(Material shown begins)
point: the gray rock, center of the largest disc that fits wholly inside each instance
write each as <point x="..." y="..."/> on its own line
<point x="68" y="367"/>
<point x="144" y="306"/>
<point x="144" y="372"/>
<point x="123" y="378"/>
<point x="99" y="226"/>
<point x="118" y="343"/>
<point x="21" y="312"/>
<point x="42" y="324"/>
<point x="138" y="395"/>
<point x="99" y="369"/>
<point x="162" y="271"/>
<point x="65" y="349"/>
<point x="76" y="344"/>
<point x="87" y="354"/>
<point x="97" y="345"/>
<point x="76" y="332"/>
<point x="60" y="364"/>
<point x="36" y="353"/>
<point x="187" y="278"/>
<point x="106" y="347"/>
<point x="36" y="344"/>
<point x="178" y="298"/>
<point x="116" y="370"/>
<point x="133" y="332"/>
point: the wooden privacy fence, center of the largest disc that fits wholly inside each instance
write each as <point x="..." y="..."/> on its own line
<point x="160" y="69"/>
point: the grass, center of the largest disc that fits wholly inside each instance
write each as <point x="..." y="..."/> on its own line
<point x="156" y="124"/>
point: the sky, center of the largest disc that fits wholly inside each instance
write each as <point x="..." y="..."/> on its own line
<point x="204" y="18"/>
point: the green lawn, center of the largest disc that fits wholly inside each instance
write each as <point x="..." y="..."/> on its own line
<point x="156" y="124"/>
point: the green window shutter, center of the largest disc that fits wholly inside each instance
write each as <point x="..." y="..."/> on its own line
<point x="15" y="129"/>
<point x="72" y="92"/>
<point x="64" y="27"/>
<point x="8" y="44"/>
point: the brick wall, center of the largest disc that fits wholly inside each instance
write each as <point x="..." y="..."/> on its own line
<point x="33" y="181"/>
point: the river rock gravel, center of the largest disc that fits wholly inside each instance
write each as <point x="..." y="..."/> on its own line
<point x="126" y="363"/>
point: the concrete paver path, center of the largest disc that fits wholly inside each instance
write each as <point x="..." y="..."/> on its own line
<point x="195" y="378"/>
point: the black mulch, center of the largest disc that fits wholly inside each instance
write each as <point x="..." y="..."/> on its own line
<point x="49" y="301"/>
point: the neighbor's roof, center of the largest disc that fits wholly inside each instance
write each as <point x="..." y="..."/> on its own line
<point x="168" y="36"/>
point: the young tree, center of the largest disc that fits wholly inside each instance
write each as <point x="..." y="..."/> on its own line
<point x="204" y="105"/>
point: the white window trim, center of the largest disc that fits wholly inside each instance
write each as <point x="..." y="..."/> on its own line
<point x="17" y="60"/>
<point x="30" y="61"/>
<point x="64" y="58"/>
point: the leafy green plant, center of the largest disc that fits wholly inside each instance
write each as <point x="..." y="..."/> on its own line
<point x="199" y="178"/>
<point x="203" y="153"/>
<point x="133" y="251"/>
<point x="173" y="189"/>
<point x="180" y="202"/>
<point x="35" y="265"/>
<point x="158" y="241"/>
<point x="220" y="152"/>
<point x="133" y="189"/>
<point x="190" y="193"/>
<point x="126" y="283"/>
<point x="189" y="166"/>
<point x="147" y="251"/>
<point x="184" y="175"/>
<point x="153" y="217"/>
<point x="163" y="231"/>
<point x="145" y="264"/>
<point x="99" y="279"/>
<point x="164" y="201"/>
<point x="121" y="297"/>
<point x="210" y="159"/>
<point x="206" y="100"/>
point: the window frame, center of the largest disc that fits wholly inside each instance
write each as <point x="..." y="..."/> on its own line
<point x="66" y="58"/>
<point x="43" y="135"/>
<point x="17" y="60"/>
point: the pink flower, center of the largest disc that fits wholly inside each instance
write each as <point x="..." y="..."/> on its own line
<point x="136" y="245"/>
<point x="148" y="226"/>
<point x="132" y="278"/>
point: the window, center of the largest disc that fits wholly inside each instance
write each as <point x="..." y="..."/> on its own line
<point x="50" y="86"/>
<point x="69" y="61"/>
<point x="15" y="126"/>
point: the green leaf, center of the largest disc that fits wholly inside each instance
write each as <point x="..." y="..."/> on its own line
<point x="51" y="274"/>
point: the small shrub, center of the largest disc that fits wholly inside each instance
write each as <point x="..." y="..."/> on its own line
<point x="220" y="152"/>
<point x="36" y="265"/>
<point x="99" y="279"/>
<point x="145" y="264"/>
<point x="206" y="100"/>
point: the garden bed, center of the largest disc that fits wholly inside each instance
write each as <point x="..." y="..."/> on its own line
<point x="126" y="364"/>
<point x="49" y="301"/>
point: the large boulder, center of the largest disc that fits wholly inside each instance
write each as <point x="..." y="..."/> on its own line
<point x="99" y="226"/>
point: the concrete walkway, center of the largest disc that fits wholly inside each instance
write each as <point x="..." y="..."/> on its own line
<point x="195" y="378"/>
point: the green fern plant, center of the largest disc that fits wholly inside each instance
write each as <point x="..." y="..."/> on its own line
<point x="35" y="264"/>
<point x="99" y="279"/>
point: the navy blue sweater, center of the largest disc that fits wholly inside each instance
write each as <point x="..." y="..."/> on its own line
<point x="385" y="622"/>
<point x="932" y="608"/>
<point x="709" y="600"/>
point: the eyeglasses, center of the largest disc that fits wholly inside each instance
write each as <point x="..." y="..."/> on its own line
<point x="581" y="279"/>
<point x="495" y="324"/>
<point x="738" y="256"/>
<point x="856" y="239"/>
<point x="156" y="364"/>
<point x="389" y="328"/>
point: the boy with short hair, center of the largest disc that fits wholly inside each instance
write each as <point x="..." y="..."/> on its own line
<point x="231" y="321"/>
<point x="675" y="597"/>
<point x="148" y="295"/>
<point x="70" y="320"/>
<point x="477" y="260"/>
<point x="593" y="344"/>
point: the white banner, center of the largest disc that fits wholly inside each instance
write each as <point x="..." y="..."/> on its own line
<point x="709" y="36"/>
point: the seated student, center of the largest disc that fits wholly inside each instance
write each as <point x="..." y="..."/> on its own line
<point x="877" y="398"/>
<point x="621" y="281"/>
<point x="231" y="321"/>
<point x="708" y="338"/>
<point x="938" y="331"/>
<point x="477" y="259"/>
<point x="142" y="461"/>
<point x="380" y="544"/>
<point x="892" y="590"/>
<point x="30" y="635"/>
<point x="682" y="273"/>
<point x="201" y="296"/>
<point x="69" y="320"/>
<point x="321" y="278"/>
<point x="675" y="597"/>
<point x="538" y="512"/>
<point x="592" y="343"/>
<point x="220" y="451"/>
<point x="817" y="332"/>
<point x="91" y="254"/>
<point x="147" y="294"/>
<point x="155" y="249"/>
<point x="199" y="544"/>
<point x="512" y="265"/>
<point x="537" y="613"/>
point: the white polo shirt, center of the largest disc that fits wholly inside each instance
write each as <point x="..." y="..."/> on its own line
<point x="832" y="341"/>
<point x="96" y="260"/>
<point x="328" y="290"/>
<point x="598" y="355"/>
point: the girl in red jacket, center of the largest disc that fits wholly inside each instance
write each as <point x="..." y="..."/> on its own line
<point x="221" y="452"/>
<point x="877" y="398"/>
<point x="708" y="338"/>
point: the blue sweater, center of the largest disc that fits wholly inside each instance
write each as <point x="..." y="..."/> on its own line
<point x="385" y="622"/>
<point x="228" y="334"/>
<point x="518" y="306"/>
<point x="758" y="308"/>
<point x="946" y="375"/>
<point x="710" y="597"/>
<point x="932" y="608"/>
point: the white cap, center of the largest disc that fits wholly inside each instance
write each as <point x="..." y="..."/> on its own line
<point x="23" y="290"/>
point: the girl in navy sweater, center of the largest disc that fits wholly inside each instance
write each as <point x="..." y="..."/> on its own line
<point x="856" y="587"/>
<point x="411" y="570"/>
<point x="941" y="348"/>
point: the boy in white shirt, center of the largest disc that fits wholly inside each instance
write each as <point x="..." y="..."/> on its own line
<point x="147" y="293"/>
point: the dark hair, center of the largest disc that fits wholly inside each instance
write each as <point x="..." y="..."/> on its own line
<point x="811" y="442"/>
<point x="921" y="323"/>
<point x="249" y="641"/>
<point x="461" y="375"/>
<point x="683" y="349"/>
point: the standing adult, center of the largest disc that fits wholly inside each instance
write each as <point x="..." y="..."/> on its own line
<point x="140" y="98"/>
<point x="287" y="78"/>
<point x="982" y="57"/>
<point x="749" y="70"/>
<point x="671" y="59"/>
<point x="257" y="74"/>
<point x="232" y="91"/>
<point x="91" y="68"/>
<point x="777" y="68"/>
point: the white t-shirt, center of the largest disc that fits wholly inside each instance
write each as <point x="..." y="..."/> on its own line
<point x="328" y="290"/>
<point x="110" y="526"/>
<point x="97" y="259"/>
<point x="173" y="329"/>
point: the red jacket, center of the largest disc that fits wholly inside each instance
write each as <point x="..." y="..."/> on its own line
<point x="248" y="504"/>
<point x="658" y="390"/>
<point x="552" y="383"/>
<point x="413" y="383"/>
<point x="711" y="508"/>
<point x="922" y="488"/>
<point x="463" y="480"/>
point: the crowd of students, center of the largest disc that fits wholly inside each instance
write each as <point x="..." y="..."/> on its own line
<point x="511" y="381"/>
(Material shown ends)
**Task to complete**.
In the entries above, which lines hold the word "shirt"? Copy them out.

**Task result**.
point: the white polo shirt, center of the largest disc that fits wholly inside each instance
point: the boy in white shirt, center of the largest disc that fits wholly inside each instance
point: the white t-shirt, center of the largest disc that fits wholly inside each instance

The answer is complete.